**LISTED RECORDS:**
━━━━━━━━━━━━━━━━━━━━━━━━━━━━━━

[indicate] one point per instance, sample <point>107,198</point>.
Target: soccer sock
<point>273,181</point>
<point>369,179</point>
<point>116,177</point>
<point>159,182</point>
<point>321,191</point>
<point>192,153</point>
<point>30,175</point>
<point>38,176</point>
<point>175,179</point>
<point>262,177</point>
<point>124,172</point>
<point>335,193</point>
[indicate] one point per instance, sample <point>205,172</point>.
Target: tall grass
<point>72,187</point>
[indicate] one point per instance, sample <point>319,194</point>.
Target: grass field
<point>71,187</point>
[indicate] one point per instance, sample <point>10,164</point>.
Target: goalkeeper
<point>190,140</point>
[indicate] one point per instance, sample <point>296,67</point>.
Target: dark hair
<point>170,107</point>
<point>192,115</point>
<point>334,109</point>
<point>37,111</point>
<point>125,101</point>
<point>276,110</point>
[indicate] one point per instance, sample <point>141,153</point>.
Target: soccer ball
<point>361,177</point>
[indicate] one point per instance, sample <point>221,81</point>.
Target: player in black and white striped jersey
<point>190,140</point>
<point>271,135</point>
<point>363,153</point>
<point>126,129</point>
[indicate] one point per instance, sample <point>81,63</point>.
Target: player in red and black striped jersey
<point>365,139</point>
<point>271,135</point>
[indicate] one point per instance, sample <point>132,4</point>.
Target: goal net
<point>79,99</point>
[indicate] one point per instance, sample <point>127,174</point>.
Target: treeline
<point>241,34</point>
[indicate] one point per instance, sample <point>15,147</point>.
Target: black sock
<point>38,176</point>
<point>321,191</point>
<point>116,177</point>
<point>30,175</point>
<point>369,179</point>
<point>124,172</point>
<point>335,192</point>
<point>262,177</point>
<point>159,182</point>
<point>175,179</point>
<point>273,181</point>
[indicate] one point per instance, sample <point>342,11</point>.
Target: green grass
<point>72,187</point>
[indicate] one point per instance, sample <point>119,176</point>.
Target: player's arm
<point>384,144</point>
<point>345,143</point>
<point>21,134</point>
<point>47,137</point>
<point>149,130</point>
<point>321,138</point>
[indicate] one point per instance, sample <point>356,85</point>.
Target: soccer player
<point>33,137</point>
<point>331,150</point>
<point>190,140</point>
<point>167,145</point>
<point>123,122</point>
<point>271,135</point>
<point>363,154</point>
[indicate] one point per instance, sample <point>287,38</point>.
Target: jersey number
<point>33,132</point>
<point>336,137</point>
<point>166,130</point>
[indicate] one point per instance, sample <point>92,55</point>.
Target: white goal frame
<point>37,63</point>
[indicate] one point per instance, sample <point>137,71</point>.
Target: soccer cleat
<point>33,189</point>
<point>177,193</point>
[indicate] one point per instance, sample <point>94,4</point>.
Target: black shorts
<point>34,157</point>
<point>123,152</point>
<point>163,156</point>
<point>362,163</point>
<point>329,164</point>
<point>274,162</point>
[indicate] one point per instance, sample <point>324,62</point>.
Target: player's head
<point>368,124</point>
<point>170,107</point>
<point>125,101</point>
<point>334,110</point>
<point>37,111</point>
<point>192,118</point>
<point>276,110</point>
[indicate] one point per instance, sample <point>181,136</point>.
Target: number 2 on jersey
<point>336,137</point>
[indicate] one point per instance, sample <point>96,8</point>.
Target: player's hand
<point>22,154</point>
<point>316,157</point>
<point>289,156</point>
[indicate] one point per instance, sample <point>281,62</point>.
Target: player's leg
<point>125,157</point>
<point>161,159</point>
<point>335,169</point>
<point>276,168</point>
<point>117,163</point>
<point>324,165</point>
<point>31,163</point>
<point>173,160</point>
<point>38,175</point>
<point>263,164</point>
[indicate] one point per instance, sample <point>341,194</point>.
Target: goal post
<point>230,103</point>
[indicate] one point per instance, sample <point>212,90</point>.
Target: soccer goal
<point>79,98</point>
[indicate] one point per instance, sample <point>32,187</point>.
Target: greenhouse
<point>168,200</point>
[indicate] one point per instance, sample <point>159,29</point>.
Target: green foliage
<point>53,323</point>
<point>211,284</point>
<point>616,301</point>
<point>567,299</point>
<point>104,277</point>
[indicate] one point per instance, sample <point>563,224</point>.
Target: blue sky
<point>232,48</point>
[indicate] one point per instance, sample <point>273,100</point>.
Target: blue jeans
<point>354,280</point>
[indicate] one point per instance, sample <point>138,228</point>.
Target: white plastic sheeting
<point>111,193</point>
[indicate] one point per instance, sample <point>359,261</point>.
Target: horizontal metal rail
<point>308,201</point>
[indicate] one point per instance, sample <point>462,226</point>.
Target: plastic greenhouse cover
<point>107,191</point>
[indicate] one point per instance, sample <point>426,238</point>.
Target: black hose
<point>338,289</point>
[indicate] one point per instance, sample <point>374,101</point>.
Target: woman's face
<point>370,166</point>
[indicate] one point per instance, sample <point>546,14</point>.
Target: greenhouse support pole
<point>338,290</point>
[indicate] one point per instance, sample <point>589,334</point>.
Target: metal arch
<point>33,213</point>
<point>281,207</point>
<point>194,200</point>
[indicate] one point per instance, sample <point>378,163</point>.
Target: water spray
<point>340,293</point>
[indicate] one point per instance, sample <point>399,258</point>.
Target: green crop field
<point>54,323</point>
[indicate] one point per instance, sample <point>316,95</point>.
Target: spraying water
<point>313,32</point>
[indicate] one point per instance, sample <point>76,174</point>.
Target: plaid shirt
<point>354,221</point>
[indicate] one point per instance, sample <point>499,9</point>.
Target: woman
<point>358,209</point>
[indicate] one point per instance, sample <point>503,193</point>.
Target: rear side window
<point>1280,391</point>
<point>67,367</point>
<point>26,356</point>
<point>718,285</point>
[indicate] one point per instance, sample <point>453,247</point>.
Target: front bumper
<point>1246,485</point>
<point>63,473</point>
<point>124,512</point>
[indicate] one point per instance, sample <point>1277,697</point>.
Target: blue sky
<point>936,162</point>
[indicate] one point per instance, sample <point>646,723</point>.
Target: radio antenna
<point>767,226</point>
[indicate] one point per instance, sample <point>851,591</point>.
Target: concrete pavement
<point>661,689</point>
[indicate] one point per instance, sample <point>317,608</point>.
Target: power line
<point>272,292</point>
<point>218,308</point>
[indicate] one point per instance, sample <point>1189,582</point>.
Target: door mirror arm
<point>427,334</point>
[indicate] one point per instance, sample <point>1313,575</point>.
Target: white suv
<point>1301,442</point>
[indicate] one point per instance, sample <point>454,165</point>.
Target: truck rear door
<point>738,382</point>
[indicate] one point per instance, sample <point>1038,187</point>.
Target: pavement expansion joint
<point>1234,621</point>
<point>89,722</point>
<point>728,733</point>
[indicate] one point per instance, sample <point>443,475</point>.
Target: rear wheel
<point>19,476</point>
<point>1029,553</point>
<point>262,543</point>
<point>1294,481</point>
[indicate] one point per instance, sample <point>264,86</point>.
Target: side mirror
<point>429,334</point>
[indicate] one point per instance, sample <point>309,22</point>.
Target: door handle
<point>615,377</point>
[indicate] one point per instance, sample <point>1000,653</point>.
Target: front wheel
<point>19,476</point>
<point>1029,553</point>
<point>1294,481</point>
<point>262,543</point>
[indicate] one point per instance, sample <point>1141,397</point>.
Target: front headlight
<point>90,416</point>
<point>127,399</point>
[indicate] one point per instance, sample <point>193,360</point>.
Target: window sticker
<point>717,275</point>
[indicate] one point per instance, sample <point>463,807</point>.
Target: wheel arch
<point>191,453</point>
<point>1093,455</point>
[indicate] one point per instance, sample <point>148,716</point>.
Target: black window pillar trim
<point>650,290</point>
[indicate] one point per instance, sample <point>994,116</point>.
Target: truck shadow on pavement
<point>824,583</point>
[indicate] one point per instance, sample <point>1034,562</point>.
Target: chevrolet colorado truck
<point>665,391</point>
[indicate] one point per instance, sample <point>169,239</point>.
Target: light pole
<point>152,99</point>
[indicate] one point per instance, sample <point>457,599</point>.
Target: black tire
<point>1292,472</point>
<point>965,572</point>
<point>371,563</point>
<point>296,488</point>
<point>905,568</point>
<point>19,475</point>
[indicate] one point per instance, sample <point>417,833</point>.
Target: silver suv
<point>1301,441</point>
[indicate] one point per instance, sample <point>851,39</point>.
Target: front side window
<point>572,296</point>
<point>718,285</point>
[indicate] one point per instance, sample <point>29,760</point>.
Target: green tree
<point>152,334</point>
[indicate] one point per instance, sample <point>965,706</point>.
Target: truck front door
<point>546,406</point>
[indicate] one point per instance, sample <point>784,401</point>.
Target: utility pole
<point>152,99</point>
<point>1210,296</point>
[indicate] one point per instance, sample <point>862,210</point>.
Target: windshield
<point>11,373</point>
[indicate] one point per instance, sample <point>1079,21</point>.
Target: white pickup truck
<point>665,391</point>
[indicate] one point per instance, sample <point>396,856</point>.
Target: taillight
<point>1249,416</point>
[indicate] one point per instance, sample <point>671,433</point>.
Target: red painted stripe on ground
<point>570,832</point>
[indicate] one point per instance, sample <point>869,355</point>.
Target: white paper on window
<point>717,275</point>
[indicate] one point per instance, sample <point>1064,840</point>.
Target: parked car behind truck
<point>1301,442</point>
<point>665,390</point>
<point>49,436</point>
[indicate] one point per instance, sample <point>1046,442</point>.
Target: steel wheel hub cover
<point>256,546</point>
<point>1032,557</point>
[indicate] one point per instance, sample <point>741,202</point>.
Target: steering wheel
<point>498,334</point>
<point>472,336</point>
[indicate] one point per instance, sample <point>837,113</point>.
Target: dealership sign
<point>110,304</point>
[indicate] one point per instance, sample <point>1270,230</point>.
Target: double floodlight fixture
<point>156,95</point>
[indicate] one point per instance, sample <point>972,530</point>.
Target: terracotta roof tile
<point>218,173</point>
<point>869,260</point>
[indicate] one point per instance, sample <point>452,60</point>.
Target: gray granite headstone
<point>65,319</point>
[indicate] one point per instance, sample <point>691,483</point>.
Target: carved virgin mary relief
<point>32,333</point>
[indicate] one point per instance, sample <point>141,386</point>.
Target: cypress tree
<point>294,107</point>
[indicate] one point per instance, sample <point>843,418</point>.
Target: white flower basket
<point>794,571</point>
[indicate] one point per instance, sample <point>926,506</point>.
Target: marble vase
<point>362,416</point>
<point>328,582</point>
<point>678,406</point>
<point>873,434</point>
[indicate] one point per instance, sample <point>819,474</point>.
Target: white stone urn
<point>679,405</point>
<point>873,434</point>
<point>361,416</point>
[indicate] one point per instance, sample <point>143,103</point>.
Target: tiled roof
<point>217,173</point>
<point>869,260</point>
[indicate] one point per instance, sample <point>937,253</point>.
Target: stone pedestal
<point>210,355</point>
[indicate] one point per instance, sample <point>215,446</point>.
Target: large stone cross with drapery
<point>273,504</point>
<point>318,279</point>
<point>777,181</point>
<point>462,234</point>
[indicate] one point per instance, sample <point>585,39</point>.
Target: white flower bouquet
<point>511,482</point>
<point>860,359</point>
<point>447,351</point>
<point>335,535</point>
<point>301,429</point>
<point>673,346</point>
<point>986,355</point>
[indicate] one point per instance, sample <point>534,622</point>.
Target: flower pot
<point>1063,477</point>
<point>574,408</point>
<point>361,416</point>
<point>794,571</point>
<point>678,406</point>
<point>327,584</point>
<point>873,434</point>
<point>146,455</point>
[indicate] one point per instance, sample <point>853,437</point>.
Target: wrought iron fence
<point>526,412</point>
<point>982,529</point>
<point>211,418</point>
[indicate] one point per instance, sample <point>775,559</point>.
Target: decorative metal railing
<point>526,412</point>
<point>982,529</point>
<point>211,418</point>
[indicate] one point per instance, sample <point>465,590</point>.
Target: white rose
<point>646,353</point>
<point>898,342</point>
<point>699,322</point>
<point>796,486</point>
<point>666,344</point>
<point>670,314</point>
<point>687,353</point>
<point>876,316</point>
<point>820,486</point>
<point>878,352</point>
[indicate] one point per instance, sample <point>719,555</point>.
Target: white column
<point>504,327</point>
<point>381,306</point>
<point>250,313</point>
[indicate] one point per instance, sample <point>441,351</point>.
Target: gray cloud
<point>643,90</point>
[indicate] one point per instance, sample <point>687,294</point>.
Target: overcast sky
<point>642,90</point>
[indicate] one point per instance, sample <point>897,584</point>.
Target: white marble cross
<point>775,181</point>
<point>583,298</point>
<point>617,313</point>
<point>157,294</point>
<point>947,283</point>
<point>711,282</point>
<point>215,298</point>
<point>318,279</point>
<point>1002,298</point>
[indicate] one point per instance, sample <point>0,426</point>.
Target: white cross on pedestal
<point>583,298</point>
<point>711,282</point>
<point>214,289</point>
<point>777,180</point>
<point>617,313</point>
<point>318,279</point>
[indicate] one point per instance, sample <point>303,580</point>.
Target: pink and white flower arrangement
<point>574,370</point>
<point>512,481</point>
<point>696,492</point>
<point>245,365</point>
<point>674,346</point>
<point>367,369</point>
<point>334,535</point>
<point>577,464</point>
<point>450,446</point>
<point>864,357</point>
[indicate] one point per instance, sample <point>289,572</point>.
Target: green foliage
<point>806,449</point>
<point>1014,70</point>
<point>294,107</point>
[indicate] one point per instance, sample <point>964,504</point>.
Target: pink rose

━━━━━━━━━━━━━━━━━━━━━━━━━━━━━━

**WHAT THIS TASK INVOLVES:** Reproduce verbatim the portion of the material starting at the line containing "instance, sample <point>417,833</point>." and ending at the line containing "<point>49,436</point>", with both of those lines included.

**RESULT:**
[indicate] one point per instance, sample <point>417,833</point>.
Target: silver suv
<point>1301,441</point>
[indicate] one point per instance, sample <point>851,39</point>.
Target: front side window
<point>572,296</point>
<point>718,285</point>
[indicate] one point per instance, sample <point>29,760</point>.
Target: green tree
<point>152,334</point>
[indicate] one point per instance, sample <point>965,706</point>.
Target: truck front door
<point>546,406</point>
[indicate] one point per instance, sample <point>784,401</point>.
Target: utility pole
<point>152,99</point>
<point>1210,296</point>
[indicate] one point per instance, sample <point>862,210</point>.
Target: windshield
<point>11,373</point>
[indicate] one point per instance, sample <point>1079,21</point>.
Target: white pickup truck
<point>665,391</point>
[indicate] one point per instance, sample <point>396,856</point>.
Target: taillight
<point>1249,416</point>
[indicate] one point per instance, sample <point>671,433</point>.
Target: red painted stripe on ground
<point>570,832</point>
[indicate] one point per instance, sample <point>869,355</point>.
Target: white paper on window
<point>717,275</point>
[indicate] one point per instance, sample <point>1064,840</point>.
Target: parked car behind truck
<point>1301,442</point>
<point>665,390</point>
<point>49,436</point>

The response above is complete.